▶ [Task description]
Print, please, the line that contains "pink flower center" and each line after it to the end of the entries, unchanged and with nothing else.
--- START Data ---
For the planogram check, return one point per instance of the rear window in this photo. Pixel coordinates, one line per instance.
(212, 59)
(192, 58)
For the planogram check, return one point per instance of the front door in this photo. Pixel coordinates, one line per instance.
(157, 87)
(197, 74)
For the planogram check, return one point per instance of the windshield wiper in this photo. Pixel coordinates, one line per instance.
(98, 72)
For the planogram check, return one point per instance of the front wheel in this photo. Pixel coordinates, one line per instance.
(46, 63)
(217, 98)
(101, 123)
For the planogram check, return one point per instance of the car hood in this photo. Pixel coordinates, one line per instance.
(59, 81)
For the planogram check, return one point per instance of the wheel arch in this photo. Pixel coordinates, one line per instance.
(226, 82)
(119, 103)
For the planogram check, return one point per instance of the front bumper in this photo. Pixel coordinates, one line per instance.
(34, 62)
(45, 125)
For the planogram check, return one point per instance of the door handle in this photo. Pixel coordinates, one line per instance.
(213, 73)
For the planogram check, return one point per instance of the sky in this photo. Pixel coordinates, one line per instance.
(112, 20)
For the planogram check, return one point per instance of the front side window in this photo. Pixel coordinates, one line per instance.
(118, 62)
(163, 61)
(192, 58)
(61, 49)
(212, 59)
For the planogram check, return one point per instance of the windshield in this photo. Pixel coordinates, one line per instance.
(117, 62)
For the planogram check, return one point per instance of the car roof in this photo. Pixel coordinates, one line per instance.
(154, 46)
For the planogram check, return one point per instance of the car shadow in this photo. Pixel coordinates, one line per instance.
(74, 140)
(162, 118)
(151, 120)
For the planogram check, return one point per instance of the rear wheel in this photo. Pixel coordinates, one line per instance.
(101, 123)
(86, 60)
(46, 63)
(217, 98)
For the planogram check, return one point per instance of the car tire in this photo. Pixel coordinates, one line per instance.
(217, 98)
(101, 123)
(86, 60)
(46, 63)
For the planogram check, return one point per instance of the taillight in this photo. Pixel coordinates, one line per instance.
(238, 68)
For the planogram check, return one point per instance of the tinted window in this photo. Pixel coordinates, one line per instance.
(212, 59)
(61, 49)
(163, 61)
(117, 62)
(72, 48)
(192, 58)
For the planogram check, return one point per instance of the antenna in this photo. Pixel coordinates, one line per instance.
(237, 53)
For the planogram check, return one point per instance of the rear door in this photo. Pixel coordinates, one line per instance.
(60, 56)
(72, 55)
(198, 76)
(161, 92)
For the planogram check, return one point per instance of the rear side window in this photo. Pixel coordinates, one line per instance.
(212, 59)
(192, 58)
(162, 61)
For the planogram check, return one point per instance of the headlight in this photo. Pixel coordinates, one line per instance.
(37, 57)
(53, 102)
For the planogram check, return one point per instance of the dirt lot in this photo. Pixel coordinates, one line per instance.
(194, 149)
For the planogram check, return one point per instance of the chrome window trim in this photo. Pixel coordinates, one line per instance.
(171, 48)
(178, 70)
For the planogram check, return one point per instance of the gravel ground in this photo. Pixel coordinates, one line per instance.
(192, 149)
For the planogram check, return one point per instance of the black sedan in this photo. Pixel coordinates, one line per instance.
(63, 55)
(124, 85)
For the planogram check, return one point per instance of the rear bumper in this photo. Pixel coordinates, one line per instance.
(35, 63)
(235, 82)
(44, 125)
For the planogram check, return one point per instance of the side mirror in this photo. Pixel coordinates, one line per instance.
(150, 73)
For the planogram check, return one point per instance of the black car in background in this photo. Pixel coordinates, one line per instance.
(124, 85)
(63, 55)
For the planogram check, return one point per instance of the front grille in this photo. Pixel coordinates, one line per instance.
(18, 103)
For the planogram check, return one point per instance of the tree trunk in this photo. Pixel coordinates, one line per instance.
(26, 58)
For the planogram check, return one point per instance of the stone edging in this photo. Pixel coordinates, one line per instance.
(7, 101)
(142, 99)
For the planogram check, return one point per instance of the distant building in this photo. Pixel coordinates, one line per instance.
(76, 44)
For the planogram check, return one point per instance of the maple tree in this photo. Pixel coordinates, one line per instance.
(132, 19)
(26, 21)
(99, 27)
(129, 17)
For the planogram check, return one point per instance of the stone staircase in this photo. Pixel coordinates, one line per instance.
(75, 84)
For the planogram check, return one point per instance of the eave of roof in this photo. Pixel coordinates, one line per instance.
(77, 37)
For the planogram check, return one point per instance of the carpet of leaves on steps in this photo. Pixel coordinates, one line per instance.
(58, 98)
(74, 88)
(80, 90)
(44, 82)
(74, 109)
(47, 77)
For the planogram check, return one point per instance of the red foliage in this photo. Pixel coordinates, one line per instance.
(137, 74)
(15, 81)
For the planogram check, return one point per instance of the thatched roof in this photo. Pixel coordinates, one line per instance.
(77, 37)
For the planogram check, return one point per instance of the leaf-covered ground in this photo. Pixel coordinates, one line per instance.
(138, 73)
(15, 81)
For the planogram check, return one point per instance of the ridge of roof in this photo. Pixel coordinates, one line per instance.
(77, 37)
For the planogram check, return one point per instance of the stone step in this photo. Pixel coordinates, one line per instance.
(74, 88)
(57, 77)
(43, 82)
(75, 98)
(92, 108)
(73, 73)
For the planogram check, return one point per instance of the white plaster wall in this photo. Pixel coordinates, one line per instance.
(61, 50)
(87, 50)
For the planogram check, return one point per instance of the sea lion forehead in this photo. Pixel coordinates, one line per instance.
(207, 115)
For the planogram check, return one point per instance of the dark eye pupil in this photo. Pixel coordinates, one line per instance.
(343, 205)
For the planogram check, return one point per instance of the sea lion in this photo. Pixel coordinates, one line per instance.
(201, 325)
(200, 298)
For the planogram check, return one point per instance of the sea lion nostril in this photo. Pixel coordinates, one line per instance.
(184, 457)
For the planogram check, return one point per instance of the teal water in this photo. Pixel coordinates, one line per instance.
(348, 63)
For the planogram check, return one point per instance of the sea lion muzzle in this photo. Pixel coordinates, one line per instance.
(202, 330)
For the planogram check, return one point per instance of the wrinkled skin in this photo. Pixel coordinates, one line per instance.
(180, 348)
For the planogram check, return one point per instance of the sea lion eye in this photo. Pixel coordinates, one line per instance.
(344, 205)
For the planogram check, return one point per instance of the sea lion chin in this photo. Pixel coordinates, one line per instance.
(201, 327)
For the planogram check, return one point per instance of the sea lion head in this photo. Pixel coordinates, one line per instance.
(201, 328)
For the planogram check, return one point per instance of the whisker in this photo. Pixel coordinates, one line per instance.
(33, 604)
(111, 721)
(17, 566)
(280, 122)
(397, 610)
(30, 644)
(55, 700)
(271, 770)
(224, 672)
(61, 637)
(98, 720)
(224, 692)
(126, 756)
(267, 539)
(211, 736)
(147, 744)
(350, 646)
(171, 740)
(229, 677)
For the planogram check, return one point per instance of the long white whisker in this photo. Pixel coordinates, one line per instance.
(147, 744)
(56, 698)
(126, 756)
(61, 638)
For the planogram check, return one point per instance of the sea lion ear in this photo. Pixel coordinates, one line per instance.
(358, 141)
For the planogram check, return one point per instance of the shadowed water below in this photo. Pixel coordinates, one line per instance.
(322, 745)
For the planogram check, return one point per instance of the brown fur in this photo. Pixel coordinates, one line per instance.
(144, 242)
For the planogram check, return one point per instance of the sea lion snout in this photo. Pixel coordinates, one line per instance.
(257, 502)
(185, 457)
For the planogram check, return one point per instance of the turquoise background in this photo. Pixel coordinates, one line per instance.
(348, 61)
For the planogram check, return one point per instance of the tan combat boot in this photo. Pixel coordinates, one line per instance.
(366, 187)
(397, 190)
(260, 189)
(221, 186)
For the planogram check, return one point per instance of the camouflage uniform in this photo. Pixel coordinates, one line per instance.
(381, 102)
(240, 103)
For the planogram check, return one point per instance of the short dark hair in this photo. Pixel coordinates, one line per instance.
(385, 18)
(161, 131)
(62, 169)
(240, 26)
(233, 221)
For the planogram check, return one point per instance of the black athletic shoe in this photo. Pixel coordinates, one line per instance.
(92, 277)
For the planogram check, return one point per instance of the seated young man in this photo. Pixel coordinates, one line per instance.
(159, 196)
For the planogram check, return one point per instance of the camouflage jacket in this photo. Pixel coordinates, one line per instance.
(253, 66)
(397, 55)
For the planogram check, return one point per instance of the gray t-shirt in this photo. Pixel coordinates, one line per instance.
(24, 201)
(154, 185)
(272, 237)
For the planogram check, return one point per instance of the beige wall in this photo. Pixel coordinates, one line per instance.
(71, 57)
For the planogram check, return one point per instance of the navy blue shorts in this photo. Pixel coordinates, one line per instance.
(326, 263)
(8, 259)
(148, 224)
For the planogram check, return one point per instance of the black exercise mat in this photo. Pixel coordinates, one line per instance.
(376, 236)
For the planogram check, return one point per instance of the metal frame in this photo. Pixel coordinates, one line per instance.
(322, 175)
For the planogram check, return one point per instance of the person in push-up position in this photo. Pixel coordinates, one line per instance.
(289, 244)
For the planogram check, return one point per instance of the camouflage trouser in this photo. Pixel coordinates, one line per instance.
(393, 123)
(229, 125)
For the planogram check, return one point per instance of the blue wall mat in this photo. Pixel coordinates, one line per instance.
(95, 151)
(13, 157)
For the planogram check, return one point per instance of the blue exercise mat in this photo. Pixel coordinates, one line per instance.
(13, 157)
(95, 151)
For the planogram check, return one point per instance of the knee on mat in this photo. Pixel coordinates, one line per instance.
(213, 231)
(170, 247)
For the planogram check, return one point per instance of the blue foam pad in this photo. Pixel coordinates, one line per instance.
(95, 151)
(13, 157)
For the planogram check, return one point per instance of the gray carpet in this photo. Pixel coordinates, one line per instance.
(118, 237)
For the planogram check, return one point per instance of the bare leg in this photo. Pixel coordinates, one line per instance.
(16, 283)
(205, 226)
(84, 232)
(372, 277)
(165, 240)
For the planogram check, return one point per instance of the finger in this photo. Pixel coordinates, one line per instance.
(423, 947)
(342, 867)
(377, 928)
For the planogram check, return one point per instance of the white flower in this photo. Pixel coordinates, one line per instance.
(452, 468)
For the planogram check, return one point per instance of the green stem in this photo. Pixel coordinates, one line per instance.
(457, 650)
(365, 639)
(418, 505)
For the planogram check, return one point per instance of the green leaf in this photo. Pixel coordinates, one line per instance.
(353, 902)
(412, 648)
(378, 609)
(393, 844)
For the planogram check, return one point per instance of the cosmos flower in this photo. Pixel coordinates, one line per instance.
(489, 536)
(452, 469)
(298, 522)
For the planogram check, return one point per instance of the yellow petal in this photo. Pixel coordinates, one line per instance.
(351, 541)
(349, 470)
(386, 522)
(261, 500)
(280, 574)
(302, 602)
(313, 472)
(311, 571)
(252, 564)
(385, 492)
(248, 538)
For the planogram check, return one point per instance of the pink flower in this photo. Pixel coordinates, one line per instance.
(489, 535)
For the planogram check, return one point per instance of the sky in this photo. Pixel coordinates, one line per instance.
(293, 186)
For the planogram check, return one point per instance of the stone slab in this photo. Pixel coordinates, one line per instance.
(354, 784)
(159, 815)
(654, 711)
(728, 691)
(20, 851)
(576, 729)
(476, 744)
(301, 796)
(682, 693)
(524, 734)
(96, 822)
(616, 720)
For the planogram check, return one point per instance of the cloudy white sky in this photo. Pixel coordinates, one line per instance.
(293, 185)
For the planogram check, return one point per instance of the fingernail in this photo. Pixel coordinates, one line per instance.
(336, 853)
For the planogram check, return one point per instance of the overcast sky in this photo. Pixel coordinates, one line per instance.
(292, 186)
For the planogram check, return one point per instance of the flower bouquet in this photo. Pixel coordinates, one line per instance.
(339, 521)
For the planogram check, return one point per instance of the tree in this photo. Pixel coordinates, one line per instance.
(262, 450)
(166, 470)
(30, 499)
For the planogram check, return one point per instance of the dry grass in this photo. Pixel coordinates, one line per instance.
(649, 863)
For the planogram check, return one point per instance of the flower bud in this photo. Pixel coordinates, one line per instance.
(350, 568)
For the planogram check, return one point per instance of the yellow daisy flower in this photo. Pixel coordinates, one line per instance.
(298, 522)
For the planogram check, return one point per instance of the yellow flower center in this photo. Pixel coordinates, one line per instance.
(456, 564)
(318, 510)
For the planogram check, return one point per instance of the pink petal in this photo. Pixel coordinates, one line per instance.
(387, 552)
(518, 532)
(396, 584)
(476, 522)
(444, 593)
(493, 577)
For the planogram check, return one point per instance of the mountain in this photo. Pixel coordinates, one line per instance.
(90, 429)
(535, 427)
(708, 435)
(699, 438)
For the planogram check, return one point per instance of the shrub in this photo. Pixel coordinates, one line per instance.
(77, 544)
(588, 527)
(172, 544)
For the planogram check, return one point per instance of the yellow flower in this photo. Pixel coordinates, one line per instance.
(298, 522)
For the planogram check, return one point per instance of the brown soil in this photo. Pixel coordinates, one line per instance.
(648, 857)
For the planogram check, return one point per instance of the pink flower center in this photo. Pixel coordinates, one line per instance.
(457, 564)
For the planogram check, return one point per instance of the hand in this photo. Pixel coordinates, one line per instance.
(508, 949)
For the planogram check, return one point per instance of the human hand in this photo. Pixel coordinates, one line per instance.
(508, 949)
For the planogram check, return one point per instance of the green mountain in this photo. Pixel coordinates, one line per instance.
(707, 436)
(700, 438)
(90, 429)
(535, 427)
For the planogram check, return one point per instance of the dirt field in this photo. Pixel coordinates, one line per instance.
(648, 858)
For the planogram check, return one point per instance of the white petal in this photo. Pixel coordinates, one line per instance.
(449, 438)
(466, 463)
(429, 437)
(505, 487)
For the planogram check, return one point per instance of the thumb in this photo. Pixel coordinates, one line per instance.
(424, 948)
--- END Data ---
▶ [Output]
For the planogram check, return one point per instance of the pink flower center in this photo. Pixel coordinates, one line per instance.
(457, 564)
For the planogram check, return one point per instance of the hand in this photo. Pixel coordinates, one line per instance.
(508, 949)
For the planogram check, return one point per instance of the human hand in this photo. Pixel coordinates, one line per instance.
(508, 949)
For the planogram check, return one point per instance of the green mountain in this photo. Pixel coordinates, one line per instance.
(707, 436)
(700, 438)
(90, 429)
(535, 427)
For the planogram check, return one point per instance of the dirt field in this photo. Pixel coordinates, one line per instance.
(648, 858)
For the planogram check, return one point per instance of the white petal in this photo. Pixel coordinates, one line per instance.
(449, 438)
(466, 463)
(429, 437)
(505, 487)
For the planogram check, return one point per instance of the thumb in this photo. Pixel coordinates, one line per instance.
(424, 948)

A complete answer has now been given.